[Set exercise]:
Rewrite the entries below as a numbered list, dropping any blank lines and leaving out the pictures.

[Task material]:
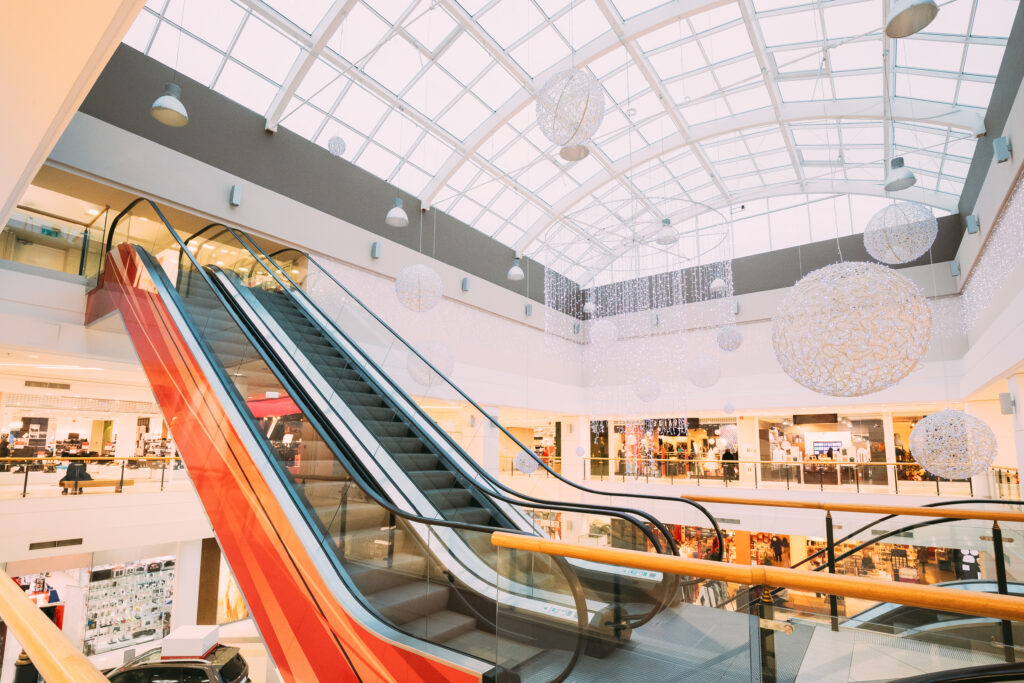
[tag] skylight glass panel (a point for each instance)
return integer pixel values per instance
(465, 116)
(140, 32)
(303, 13)
(214, 22)
(193, 57)
(715, 17)
(429, 154)
(541, 50)
(360, 110)
(682, 58)
(726, 44)
(359, 34)
(930, 54)
(432, 91)
(926, 87)
(983, 59)
(993, 17)
(857, 86)
(805, 90)
(265, 49)
(508, 20)
(395, 63)
(973, 93)
(582, 24)
(952, 18)
(303, 119)
(750, 99)
(246, 87)
(497, 87)
(431, 28)
(860, 54)
(630, 8)
(694, 87)
(791, 28)
(667, 35)
(410, 178)
(465, 58)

[Exercise result]:
1. [tag] skylight glass panel (a point for each instance)
2. return integer pixel values per instance
3. (465, 116)
4. (140, 32)
5. (303, 13)
6. (214, 22)
7. (193, 57)
8. (715, 17)
9. (429, 154)
10. (541, 50)
11. (360, 110)
12. (682, 58)
13. (726, 44)
14. (359, 34)
15. (930, 54)
16. (432, 91)
17. (926, 87)
18. (983, 59)
19. (993, 17)
20. (857, 86)
21. (805, 90)
22. (265, 49)
23. (508, 20)
24. (395, 63)
25. (973, 93)
26. (582, 24)
27. (952, 18)
28. (303, 119)
29. (750, 99)
30. (246, 87)
31. (497, 87)
32. (431, 28)
33. (860, 54)
34. (630, 8)
35. (694, 87)
36. (791, 28)
37. (667, 35)
38. (410, 178)
39. (465, 58)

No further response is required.